------ TEKS BACAAN ------

Senin, 15 Juni 2015



“It’s oke wae mang, it’s oke wae. Aku rapopo aku rapopo aku rapopo”. Alarm-ku berbunyi tanda bahwa waktu sudah menunjukkan pukul 04.45. Seperti biasa, sekali bunyi tak akan mampu membangunkanku dari nyenyaknya tidurku. Lima belas menit kemudian, alarm tersebut kembali berbunyi “It’s oke wae mang, it’s oke wae. Aku rapopo aku rapopo aku rapopo”. Alarm yang kedua ini sukses membuat kesadaranku utuh kembali. Aku lihat di sela-sela dinding kamarku yang terbuat dari kayu, cahaya matahari sudah mau mempertunjukkan pesonanya. Akupun cepat-cepat menuju kamar mandi untuk berwudhu dan kamudian melaksanakan dua rakaat kewajibanku. Pagi itu, hawanya cukup dingin. Ingin rasanya aku menarik kembali selimutku untuk berlayar ke pulau kapuk. Namun akhirnya aku memilih opsi lain. Aku membuat kopi panas untuk menangkal hawa dingin yang seakan-akan memeluk tulangku.

------ DATA ------

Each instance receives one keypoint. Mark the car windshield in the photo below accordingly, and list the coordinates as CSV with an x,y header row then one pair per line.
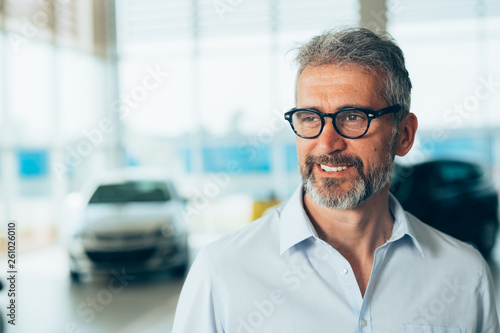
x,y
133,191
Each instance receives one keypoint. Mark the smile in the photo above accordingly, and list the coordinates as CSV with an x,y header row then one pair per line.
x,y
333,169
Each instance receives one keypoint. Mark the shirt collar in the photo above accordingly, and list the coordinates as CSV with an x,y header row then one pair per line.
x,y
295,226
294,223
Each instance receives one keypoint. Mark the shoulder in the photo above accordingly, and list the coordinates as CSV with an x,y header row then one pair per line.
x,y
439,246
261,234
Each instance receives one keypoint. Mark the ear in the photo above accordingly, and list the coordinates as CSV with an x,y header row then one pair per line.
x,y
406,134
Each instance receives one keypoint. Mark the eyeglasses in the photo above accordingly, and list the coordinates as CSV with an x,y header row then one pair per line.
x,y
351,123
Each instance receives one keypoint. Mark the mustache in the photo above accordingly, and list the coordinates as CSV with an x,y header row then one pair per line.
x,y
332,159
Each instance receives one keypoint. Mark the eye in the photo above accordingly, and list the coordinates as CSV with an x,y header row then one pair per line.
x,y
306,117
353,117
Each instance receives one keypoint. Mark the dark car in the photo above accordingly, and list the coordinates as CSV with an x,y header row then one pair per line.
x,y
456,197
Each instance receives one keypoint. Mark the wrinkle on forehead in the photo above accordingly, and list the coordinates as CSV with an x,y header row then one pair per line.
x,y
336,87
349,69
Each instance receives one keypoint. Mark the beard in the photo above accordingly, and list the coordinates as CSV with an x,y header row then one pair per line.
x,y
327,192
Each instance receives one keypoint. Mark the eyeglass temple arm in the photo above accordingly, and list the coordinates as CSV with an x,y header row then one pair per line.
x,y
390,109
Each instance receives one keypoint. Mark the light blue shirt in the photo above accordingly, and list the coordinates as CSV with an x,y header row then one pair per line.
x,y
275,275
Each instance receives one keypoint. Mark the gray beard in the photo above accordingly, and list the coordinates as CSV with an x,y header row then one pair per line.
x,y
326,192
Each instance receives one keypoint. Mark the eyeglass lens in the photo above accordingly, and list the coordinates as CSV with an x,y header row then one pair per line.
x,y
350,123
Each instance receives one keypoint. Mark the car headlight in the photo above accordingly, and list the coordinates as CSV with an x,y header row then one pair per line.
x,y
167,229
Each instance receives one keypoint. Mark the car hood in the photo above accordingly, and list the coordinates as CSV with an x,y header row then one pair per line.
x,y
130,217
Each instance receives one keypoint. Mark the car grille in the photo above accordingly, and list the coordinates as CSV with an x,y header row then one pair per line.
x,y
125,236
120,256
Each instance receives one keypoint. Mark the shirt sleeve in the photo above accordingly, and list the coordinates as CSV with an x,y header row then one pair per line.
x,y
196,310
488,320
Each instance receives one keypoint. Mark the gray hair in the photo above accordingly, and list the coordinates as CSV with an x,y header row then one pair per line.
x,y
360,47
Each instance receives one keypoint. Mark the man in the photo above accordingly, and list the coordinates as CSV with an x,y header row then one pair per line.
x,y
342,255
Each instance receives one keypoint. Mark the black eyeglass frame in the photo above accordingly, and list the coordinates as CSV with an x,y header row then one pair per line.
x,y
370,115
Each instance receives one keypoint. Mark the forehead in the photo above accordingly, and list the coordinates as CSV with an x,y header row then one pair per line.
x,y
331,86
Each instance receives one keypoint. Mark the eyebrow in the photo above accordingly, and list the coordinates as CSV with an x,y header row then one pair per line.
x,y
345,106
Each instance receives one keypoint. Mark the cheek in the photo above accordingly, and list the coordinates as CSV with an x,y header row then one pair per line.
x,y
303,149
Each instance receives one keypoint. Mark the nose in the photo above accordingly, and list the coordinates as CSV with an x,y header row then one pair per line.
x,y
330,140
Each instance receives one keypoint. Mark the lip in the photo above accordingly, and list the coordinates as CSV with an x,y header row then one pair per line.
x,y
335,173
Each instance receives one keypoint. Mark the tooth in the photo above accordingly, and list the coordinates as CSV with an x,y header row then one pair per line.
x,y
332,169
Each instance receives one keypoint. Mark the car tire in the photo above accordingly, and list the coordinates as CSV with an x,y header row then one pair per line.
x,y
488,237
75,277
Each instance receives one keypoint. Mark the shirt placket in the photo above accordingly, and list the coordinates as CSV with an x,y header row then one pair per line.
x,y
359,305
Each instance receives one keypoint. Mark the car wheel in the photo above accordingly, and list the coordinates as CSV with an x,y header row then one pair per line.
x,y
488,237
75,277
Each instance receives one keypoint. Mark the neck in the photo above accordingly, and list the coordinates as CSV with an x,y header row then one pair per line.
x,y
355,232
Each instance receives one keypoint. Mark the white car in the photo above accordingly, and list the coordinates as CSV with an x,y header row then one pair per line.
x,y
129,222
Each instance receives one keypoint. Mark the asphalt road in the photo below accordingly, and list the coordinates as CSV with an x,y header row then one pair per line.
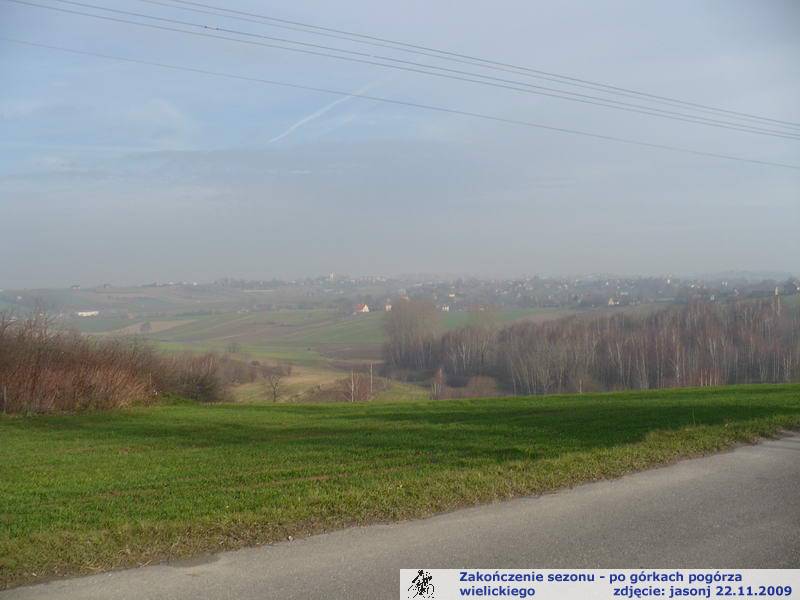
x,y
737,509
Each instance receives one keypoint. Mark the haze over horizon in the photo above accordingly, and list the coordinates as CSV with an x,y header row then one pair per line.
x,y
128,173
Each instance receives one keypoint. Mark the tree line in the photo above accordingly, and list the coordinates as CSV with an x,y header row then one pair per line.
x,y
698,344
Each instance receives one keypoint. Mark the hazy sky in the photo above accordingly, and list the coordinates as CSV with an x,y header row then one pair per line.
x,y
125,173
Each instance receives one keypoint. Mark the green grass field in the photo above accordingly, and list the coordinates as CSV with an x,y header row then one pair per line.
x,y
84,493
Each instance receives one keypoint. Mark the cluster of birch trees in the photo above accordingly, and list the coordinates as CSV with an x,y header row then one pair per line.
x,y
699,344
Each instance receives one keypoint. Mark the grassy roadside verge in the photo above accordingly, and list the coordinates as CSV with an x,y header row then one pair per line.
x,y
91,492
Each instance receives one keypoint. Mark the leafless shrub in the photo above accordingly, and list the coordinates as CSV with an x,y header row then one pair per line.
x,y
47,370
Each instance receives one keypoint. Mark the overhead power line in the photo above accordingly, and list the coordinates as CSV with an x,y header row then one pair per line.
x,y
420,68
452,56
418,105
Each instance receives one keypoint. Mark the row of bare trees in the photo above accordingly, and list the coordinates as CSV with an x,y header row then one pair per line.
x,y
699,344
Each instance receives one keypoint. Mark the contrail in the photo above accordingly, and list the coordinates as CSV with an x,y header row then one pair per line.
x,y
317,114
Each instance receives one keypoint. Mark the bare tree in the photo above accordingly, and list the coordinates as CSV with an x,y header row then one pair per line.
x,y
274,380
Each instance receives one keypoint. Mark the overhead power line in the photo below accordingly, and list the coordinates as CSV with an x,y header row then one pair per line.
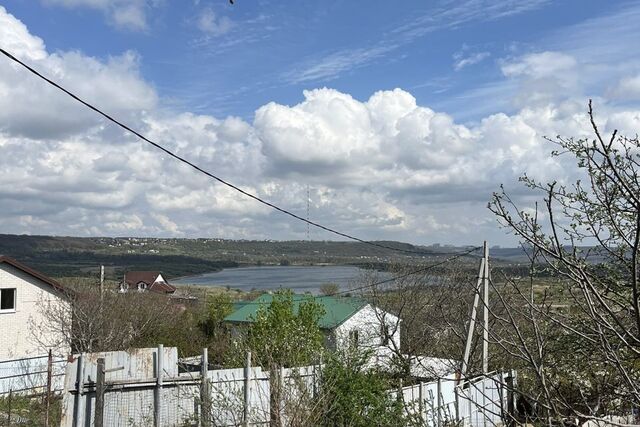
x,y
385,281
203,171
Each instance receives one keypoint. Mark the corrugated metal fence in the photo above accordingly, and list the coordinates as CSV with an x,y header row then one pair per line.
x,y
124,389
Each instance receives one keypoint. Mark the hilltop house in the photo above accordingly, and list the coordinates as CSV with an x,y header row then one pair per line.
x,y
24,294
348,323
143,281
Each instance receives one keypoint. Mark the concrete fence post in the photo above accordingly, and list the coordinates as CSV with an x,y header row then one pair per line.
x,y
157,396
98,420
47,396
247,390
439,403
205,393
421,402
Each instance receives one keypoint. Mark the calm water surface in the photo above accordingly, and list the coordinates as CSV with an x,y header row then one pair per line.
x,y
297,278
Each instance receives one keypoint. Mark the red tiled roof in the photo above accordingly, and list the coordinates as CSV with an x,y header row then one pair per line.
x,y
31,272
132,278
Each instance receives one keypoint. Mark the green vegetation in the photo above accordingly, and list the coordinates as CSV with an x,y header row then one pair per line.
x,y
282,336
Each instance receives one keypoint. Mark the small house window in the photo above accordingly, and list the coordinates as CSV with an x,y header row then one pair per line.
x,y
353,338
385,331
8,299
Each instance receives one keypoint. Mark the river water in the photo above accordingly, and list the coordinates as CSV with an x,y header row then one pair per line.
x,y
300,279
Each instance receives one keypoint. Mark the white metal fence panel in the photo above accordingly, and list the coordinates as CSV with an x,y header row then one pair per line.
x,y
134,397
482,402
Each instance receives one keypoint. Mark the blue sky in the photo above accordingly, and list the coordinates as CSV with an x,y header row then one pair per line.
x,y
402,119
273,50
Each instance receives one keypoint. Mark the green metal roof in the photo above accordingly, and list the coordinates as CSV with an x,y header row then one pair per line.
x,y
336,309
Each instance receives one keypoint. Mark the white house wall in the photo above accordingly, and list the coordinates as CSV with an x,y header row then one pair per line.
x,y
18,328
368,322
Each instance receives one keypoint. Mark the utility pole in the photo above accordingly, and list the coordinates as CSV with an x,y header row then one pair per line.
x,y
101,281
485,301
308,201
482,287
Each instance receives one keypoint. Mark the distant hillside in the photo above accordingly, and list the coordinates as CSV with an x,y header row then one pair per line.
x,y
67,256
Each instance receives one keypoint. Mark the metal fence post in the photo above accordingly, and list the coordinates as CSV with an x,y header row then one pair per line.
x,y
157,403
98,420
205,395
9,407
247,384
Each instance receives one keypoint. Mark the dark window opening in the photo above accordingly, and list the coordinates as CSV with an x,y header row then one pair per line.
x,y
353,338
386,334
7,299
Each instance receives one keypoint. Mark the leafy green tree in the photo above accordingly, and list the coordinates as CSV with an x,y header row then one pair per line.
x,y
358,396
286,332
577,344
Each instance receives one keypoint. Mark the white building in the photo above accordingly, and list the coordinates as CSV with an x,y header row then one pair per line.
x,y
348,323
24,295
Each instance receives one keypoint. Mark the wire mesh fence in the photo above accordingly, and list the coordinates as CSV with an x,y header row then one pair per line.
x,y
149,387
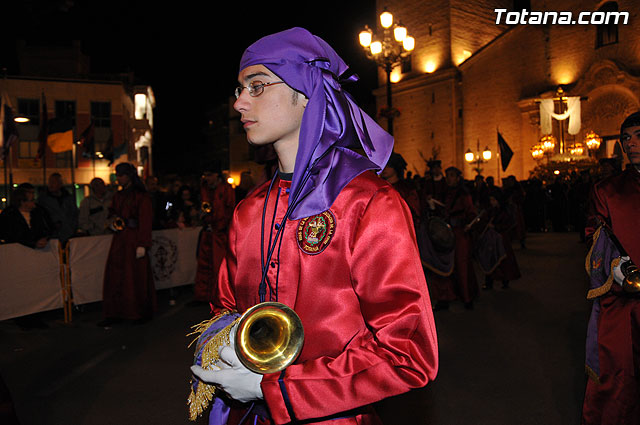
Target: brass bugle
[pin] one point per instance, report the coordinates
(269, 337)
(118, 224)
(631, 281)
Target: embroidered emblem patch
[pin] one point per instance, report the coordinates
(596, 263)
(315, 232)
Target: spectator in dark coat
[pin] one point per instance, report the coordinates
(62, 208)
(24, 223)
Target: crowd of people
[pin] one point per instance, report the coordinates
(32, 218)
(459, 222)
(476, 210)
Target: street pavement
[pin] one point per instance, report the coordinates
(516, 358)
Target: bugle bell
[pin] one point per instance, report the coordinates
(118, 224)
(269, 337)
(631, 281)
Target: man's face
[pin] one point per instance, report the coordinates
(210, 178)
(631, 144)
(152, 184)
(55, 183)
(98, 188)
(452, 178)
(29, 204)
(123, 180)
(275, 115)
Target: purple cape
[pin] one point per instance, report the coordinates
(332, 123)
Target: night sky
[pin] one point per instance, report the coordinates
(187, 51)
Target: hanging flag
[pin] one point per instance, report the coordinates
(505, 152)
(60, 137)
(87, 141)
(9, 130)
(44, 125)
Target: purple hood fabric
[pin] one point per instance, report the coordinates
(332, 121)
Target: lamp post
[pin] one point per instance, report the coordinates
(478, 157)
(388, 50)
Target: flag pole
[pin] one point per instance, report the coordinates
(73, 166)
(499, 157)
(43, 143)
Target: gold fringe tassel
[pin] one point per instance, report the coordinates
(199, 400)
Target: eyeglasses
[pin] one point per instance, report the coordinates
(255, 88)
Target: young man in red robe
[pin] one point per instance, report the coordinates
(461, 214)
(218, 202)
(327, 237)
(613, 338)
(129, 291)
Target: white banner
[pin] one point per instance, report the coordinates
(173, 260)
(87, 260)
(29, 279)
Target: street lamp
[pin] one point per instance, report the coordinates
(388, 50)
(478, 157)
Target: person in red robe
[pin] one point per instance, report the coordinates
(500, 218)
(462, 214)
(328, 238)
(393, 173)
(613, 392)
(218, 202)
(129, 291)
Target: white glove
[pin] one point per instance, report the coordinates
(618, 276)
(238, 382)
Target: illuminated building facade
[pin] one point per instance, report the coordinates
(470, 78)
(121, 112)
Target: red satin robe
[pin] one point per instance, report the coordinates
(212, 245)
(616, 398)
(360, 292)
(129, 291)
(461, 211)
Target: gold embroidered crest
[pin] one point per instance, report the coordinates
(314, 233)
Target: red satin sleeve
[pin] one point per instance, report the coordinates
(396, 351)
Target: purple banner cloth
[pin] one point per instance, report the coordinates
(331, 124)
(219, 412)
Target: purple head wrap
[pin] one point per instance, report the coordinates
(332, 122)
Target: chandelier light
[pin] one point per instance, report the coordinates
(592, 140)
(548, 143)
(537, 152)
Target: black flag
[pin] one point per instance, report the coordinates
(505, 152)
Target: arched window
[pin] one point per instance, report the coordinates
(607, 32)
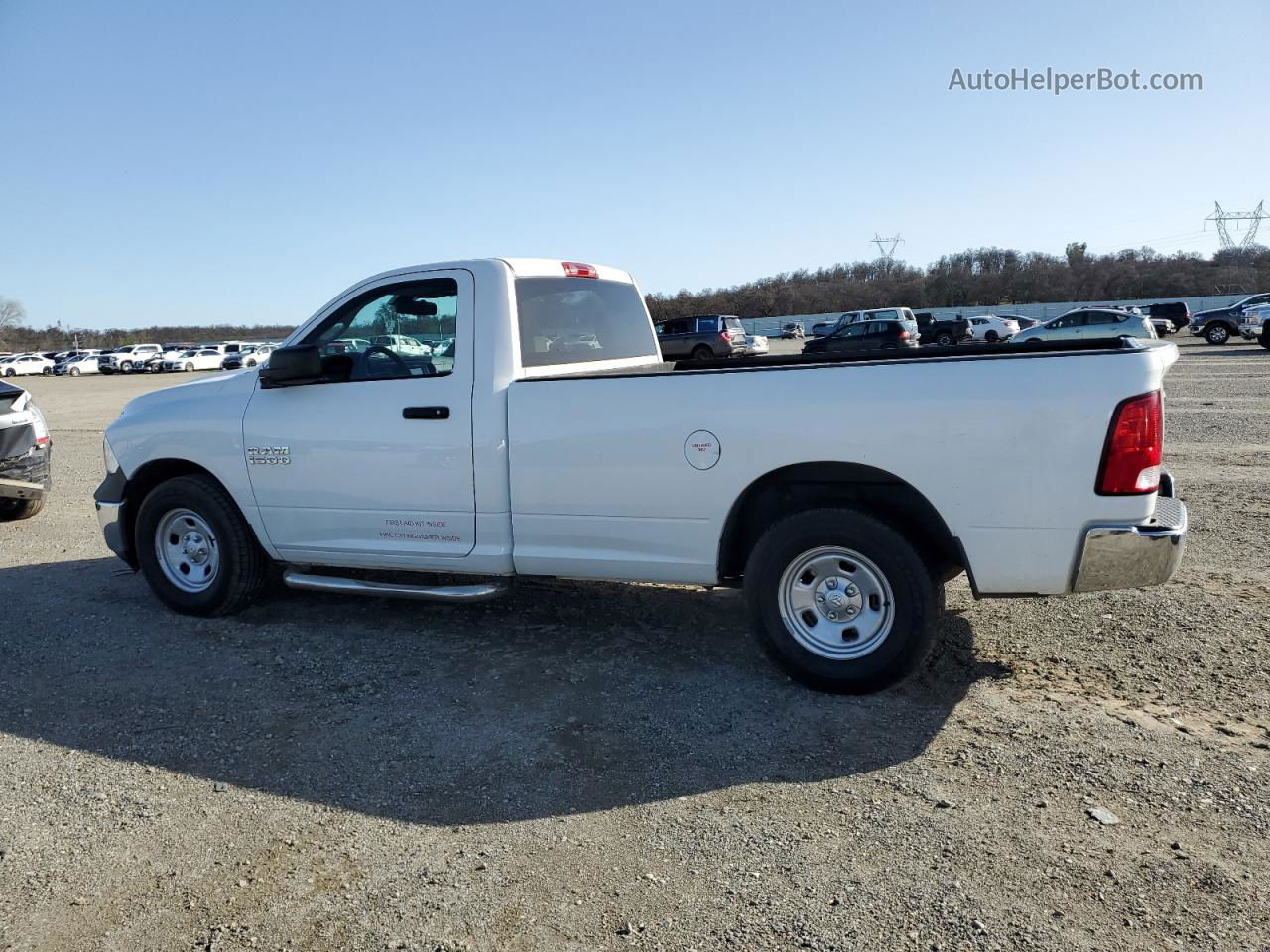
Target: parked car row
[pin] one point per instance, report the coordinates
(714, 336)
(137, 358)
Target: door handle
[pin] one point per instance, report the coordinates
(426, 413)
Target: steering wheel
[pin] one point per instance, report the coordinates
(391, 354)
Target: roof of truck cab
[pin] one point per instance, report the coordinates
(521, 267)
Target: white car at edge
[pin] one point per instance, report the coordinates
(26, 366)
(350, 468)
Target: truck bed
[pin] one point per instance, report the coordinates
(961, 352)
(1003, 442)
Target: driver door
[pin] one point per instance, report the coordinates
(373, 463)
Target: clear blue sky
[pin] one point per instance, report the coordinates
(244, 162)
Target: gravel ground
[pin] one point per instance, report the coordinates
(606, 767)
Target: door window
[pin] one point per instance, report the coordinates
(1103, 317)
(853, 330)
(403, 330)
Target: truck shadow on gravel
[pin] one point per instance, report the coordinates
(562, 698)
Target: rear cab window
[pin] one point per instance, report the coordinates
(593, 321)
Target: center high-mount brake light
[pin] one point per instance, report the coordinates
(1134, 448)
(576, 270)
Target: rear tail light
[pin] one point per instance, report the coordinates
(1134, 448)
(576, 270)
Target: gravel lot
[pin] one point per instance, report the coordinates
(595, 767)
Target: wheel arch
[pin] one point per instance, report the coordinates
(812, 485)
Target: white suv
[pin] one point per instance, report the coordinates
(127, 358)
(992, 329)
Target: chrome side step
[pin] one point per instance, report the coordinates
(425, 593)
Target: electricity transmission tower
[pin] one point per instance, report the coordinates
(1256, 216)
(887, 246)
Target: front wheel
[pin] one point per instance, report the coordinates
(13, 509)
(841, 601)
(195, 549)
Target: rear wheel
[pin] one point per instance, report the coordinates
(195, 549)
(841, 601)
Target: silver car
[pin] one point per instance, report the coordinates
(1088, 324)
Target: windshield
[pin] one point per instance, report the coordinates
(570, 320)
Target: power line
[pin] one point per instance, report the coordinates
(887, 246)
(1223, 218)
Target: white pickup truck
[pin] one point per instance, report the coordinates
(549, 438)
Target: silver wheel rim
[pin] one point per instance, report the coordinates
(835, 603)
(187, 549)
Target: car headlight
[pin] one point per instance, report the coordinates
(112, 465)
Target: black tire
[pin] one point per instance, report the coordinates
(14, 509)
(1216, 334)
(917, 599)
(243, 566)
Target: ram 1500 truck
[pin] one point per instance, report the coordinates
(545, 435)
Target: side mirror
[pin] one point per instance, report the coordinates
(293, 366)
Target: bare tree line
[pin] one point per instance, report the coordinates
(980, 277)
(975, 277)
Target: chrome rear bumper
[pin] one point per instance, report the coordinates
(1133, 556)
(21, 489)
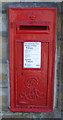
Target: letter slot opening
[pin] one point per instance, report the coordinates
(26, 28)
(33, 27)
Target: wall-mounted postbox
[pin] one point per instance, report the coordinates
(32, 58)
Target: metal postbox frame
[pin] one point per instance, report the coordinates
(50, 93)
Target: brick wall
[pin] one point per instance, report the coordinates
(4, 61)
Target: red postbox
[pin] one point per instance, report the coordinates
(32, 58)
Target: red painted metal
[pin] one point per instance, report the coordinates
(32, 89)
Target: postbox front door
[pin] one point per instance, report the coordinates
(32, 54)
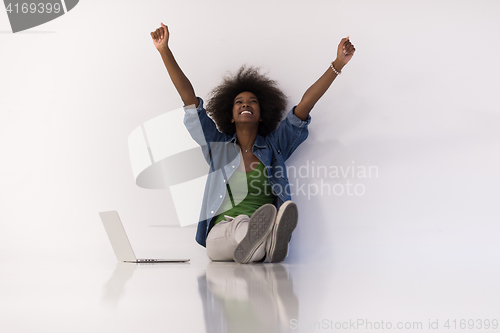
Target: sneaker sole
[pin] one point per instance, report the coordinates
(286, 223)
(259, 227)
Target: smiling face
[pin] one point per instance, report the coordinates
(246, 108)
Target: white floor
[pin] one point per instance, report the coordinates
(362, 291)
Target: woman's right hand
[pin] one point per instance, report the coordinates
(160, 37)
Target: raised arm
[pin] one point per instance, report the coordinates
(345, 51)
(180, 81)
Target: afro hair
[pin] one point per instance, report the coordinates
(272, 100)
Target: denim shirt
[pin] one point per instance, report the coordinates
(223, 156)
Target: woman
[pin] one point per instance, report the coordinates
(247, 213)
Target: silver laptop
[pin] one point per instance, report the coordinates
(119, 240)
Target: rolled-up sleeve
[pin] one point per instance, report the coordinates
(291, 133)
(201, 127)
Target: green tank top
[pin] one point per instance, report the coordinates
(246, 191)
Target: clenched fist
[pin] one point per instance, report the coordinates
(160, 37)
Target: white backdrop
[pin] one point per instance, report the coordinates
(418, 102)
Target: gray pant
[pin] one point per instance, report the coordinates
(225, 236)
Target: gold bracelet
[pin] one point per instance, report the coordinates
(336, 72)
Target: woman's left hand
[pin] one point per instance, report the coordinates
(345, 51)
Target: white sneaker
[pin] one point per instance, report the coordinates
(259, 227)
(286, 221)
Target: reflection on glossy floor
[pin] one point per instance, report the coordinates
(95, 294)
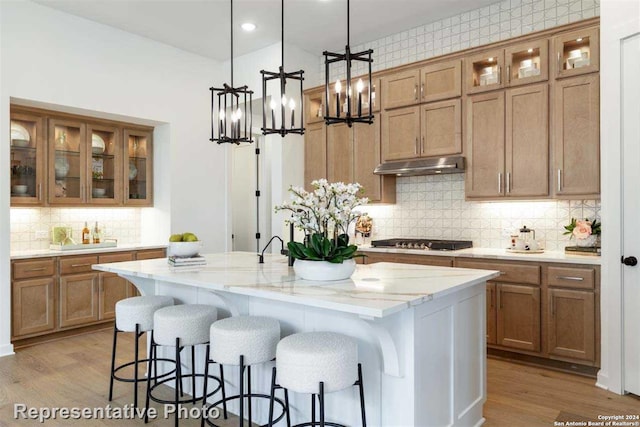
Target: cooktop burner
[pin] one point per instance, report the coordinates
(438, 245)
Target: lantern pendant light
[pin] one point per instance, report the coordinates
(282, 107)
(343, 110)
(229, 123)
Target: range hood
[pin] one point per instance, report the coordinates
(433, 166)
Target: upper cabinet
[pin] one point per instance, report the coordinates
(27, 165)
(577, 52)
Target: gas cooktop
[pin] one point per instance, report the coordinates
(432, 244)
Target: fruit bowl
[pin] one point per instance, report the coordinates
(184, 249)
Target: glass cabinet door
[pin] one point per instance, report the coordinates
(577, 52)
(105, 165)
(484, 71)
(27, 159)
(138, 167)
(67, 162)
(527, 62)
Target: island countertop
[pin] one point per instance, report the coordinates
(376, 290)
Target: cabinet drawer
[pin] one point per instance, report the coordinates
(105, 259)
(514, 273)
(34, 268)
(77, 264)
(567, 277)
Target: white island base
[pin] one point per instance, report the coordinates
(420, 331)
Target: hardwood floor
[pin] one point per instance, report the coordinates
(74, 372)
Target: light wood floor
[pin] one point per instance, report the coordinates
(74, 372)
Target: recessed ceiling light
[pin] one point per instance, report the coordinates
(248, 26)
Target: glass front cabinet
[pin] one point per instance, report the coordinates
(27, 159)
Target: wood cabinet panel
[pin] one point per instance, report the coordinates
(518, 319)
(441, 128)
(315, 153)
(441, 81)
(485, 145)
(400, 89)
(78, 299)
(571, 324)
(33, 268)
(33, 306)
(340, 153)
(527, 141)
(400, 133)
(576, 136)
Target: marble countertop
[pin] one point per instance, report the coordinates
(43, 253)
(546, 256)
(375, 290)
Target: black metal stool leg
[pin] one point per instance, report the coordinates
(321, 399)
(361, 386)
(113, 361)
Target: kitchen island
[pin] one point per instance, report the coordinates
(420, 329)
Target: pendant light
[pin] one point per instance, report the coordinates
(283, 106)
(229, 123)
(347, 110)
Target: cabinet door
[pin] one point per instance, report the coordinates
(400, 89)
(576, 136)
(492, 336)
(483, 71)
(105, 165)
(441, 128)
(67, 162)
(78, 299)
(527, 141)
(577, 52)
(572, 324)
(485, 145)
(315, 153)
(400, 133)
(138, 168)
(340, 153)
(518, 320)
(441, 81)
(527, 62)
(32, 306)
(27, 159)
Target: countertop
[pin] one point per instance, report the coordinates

------

:: TUJUAN TUGAS ::
Tolong jawab pertanyaan berikut berdasarkan teks bacaan.
(a) Pukul berapa alarm pertama berbunyi?
(b) Dinding kamar itu terbuat dari apa?
(c) Apa yang dibuat untuk menangkal hawa dingin pagi itu?

:: HASIL JAWABAN ::
(a) Pukul 04.45.
(b) Kayu.
(c) Kopi panas.